Re: Recursive HTTP/2 Push

As far as I understand B) is perfectly legal. A) is a bit
counter-productive, since it only allows for alternating generations of
pushed resources. We do B at ShimmerCat.  Notice that for PUSH to be
effective the PUSH promises should be delivered as early as possible.
However, a flattened resource tree will include resources that the browser
doesn't need until much later, so it is worth understanding which resources
are those and prioritize frames accordingly.

A related question  is how and if browsers do issue PRIORITY frames on
pushed streams? Is there anything on the RFC about that? I can not find
anything pro- or against....

On Tue, Feb 9, 2016 at 11:14 AM, Simone Bordet <simone.bordet@gmail.com>
wrote:

> Hi,
>
> thanks for the feedback so far !

------------------------------------------------------------

**PARTS OF THE EXERCISE:**
• a. Decide whether each statement below agrees with the reply on recursive HTTP/2 push. Answer yes or no for each, and quote the words from the reply that settle it.
(i) Approach B is used at ShimmerCat.
(ii) Approach A lets every generation of pushed resources be sent.
(iii) The writer found a passage in the RFC about PRIORITY frames on pushed streams.
• b. Translate this sentence from the reply on recursive HTTP/2 push into Spanish: "Notice that for PUSH to be effective the PUSH promises should be delivered as early as possible."

**DATA BLOCK:**
------------------------------------------------------------

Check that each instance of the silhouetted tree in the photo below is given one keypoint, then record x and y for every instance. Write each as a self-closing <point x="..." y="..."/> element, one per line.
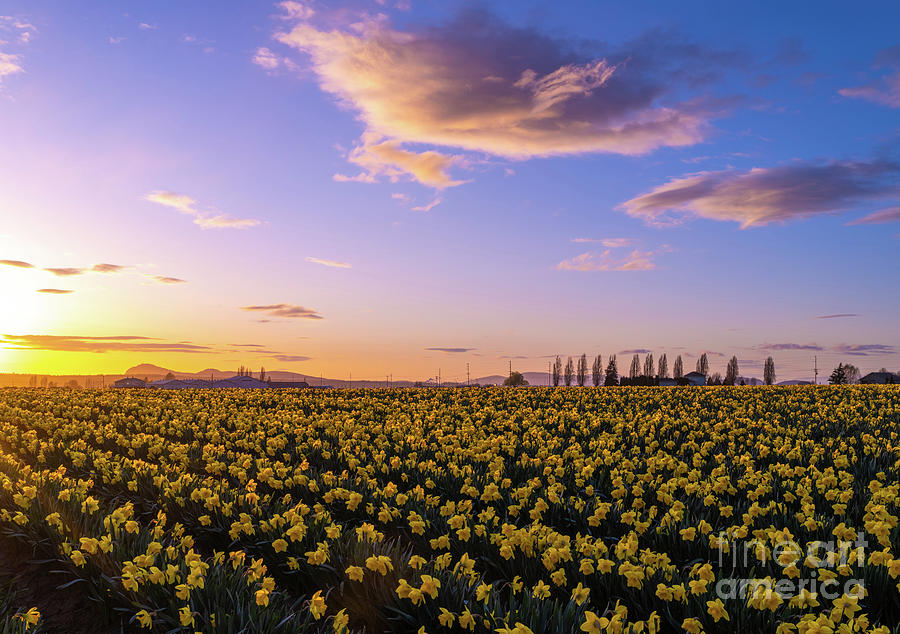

------------------------------------------------------------

**RESPONSES FOR EACH TASK:**
• a.
(i) Yes: "We do B at ShimmerCat."
(ii) No: "it only allows for alternating generations of pushed resources."
(iii) No: "I can not find anything pro- or against"

• b. Tenga en cuenta que, para que PUSH sea eficaz, las promesas de PUSH deberían entregarse lo antes posible.